### STATED PROBLEM A:
Copy the rows below exactly, from the line containing "Q: Pick out each instance of the canoe hull" through the end of the rows, including both ends.

### PASSAGE SHOWN:
>>>

Bronze sculpture in Foxborough, Massachusetts, U.S.

The statue of Tom Brady is located in front of the north end of Gillette Stadium in Foxborough, Massachusetts, United States. Inclusive of its granite base, the bronze statue of former National Football League (NFL) quarterback Tom Brady weighs 12,300 lb and stands 17 ft tall. Plans for the statue were announced on June 12, 2024, by New England Patriots owner Robert Kraft, during Brady's Patriots Hall of Fame ceremony, and it was unveiled to the public on August 8, 2025.

<<<

(Object pointing dataset rows)
>>>

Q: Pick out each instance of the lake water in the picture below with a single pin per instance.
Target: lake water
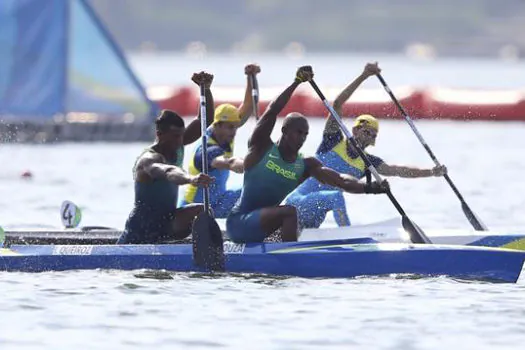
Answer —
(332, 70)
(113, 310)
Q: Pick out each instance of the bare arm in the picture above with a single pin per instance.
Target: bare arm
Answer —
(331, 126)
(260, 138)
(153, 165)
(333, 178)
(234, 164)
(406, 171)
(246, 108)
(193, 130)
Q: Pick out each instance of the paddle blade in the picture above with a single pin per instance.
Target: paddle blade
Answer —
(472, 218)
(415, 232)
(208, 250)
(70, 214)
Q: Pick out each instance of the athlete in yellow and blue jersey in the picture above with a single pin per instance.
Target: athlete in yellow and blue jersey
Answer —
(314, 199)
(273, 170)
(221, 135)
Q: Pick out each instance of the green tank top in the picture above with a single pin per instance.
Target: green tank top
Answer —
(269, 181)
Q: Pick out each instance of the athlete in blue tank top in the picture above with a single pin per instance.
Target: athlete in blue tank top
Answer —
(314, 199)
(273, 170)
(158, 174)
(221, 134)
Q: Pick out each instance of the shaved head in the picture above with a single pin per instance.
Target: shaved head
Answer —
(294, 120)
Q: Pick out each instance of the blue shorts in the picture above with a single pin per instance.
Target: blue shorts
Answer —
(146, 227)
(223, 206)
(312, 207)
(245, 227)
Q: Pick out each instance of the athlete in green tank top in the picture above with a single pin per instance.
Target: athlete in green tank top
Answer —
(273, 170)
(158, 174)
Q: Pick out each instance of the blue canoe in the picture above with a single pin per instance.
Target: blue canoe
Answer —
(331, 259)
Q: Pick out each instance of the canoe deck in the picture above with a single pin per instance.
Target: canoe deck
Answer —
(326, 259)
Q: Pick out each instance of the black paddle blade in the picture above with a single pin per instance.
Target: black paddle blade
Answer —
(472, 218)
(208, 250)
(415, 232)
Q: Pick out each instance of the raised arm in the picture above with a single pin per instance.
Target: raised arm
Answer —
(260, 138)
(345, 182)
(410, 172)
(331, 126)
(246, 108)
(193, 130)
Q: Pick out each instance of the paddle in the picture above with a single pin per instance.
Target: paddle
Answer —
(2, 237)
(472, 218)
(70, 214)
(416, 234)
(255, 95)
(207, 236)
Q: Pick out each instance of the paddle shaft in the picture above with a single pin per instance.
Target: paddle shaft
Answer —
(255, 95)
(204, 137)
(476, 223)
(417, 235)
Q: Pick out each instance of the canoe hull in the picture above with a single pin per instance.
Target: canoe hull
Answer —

<<<

### STATED PROBLEM B:
Continue the text about the Tom Brady statue at Gillette Stadium, starting after its last sentence.

### EXPECTED OUTPUT A:
Q: Pick out each instance of the canoe hull in the picture above with a single pin per instance.
Target: canoe hull
Answer —

### EXPECTED OUTPUT B:
== Background ==
On June 12, 2024, the New England Patriots celebrated Tom Brady's 20-year career with the franchise (Note: Brady also spent three seasons, at the end of his playing career, with the Tampa Bay Buccaneers.) in a dedicated three-hour event at Gillette Stadium, culminating with his induction into the Patriots Hall of Fame. During the event, team owner Robert Kraft also announced that Brady's number would be retired, and that a statue was commissioned as well. The statue was initially intended to be unveiled during an NFL on Fox game, for which Brady serves as lead color commentator, during the 2024 Patriots season. However, due to the Patriots poor record that season, Brady's NFL on Fox crew was not selected to broadcast any Patriots games. The unveiling of the statue was delayed until the preseason of the 2025 Patriots season, to ensure Brady's availability.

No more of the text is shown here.